_What you are asked to do_
Start at the line that contains "the gravel road" and stop after the line that contains "point(386, 115)". Recast those records as a two-column CSV with the headers label_text and points, one row per record, with its text and its answer each in a single quoted field and line breaks changed to spaces, leaving the pictures out.

_Given records_
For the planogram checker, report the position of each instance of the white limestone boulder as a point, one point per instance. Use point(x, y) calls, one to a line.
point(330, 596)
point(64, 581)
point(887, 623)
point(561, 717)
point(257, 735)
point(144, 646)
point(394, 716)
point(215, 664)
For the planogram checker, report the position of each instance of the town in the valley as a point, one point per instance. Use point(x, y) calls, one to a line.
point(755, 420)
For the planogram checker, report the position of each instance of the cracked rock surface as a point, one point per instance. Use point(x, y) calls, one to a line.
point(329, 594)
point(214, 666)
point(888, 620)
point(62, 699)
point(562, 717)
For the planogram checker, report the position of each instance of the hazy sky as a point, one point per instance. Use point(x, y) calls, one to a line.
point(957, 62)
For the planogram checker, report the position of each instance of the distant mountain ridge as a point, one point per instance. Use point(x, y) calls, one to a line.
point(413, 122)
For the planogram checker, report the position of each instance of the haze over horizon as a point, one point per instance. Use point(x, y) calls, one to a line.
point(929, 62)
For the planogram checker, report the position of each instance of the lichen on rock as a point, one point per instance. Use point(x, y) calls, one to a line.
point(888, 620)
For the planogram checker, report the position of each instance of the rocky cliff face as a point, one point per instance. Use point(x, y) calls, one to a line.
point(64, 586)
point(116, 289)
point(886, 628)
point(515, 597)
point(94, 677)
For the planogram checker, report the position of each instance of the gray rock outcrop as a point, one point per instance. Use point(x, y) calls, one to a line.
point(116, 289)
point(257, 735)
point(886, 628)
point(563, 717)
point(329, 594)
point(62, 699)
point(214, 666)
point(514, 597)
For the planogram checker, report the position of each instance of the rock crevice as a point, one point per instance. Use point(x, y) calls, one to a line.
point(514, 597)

==

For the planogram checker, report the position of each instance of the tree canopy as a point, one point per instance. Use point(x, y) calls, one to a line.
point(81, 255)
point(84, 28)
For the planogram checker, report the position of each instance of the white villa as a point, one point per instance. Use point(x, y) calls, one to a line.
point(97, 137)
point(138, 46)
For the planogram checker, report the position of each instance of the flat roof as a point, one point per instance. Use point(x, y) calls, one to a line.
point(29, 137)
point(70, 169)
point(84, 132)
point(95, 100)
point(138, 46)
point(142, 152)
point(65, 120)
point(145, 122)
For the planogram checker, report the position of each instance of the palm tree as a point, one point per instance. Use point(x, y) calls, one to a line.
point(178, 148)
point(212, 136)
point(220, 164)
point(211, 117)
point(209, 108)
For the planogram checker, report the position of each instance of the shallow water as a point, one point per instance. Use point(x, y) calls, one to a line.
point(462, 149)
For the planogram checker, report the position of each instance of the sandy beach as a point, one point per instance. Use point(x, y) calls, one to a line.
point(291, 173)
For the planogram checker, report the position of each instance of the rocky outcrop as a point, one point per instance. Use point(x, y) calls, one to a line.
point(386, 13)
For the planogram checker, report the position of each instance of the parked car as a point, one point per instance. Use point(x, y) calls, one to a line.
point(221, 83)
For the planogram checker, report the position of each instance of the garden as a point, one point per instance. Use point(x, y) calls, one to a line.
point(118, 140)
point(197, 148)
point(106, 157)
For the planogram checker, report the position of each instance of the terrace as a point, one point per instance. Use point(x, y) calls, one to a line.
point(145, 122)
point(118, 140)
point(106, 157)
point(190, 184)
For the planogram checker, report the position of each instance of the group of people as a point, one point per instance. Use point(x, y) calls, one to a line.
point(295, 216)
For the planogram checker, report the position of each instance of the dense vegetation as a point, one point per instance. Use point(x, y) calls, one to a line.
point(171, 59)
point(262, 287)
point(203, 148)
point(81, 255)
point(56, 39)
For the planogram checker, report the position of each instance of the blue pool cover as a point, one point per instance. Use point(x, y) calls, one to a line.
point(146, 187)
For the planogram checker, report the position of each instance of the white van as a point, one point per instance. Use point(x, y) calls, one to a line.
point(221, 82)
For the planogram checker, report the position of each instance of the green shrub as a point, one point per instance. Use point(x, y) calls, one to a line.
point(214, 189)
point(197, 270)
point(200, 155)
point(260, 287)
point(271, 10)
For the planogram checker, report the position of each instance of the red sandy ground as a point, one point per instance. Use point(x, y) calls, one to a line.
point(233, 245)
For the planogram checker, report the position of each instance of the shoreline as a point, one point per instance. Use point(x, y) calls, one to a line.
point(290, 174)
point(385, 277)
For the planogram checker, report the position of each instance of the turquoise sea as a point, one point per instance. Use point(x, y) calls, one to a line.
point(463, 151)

* * *

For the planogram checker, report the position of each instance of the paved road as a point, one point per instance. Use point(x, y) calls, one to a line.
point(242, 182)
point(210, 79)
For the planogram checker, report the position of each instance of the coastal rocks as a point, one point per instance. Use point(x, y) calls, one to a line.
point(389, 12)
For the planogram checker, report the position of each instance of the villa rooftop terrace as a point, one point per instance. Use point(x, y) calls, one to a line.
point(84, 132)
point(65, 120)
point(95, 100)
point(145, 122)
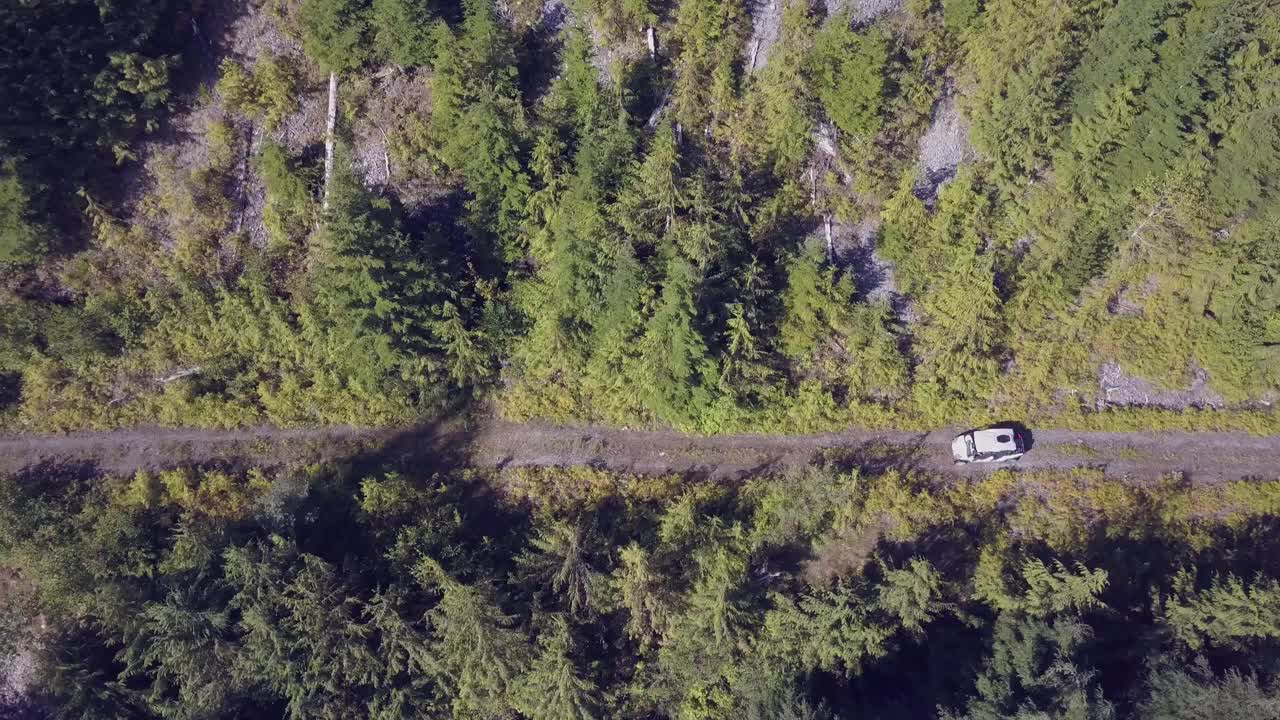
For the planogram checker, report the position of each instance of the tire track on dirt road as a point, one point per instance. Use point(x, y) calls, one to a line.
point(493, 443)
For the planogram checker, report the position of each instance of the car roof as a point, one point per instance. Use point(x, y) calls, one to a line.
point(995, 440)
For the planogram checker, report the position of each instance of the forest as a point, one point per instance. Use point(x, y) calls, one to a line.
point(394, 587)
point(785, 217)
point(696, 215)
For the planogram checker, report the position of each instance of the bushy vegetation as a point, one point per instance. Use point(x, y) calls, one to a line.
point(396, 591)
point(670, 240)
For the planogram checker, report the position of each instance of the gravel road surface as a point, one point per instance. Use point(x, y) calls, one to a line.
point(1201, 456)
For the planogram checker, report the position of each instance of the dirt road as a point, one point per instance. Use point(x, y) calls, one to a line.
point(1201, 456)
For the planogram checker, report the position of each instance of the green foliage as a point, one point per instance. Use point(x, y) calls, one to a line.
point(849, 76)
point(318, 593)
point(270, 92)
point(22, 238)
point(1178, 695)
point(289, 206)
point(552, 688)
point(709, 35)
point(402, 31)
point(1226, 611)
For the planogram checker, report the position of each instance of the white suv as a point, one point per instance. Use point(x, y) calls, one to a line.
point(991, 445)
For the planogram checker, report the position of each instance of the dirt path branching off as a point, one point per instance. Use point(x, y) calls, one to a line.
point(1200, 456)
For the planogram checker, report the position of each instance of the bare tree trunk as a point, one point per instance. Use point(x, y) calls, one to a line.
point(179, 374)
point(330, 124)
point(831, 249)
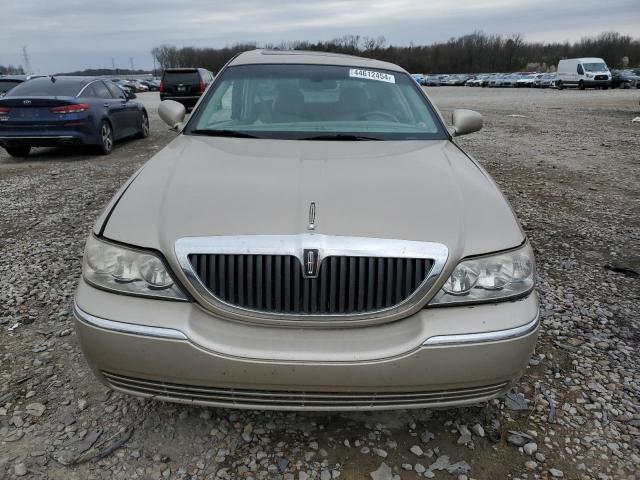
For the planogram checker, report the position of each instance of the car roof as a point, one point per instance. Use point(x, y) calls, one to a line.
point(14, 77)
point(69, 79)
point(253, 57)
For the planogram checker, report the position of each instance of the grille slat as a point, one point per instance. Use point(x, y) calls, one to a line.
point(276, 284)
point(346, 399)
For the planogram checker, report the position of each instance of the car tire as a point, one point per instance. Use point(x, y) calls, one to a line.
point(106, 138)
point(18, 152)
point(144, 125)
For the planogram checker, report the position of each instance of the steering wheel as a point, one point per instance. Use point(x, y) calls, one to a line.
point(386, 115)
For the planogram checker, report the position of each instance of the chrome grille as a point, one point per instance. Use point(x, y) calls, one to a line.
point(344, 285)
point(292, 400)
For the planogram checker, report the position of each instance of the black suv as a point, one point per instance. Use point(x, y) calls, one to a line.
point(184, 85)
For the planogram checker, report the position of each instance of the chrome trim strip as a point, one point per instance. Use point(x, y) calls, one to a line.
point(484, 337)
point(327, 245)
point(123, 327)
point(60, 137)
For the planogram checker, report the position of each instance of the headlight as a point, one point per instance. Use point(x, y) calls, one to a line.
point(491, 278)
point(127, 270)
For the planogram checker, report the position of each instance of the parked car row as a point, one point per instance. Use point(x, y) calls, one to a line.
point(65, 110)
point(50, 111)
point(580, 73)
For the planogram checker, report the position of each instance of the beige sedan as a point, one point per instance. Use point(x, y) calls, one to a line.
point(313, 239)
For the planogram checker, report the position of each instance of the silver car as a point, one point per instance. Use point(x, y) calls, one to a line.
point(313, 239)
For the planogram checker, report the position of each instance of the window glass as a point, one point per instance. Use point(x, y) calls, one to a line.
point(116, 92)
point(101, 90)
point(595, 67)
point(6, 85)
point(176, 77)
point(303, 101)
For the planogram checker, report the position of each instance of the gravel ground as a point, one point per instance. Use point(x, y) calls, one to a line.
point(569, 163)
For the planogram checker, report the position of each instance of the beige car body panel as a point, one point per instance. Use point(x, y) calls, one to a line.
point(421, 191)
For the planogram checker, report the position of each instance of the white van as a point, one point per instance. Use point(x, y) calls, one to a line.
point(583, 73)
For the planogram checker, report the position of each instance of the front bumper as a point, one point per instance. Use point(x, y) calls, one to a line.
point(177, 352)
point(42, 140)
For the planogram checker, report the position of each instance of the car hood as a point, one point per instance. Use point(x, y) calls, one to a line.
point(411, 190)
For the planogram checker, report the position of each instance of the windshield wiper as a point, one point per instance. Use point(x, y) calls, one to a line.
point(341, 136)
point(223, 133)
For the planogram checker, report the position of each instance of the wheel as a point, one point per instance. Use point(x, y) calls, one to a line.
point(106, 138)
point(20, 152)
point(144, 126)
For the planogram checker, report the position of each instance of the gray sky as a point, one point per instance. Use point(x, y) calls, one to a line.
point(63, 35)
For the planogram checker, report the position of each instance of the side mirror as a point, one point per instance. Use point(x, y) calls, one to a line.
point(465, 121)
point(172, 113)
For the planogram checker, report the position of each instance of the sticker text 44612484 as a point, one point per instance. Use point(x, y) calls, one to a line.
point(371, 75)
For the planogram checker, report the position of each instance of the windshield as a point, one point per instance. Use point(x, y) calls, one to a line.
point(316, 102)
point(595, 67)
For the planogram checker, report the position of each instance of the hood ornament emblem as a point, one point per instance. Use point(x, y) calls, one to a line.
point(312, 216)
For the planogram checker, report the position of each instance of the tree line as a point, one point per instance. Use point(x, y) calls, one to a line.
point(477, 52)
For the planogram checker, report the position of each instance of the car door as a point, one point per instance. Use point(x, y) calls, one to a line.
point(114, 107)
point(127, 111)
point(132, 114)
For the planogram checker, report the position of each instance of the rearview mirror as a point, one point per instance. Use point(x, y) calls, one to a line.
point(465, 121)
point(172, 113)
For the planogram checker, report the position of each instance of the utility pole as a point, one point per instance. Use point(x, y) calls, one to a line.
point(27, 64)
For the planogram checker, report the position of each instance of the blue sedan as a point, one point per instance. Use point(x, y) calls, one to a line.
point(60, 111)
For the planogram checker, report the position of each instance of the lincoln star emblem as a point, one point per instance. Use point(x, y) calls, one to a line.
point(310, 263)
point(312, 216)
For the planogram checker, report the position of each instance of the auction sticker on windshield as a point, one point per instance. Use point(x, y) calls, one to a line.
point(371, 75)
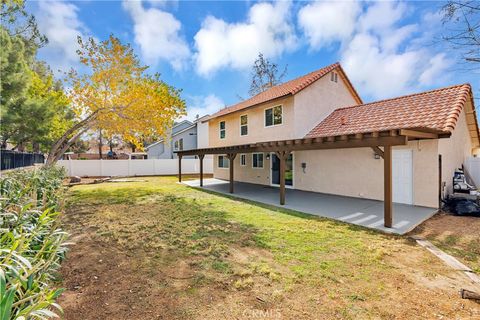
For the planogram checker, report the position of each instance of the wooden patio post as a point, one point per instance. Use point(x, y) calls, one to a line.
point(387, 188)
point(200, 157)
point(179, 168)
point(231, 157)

_Exercise output_
label_text,points
"For the planogram checker, report the position of each instance of the gravel road surface as a point, one point per instance. Use point(x, y) calls, one to a line.","point(1201, 456)"
"For the planogram checker, report the position of each instance of the dirt road as a point, one point per instance. Use point(x, y) calls, one to a line.","point(1201, 456)"
"For the planogram checker, report the position of each instance of the green foliage as a point, one point per instance. Use point(x, y) calls, one to a line.","point(849, 76) point(318, 593) point(270, 92) point(22, 238) point(1178, 695) point(289, 206) point(552, 688) point(709, 35) point(402, 31) point(1226, 611)"
"For the planogram checker, report the position of each instance of the white suv as a point, one point per instance. Use point(x, y) calls, one to a line.","point(991, 445)"
"For the planogram checker, report the position of each instance of the dirt path branching off as a point, one point per instance. Use point(x, y) calls, one to a line.","point(1200, 456)"
"For the planogram checker, report the position of each instance of the bare tree trunk as a point, one point per instance. Use point(x, y) calls, one to a line.","point(179, 374) point(330, 124) point(831, 249)"
"For the planogram checker, report the position of each instance of the car roof as a point, one point per instance. Use point(x, y) calls, one to a line.","point(14, 77) point(69, 79) point(253, 57)"
"For the planogram checker, report the position of each instance of the grille slat as a point, one point per instance. Use point(x, y) calls, one to a line.","point(276, 284) point(346, 399)"
"For the planogram checker, report the position of each instance of the car tire as a point, one point per instance. Use point(x, y) calls, one to a line.","point(106, 138) point(18, 152) point(144, 125)"
"For the planogram checker, report the position of each instance of the steering wheel as a point, one point per instance. Use point(x, y) calls, one to a line.","point(386, 115)"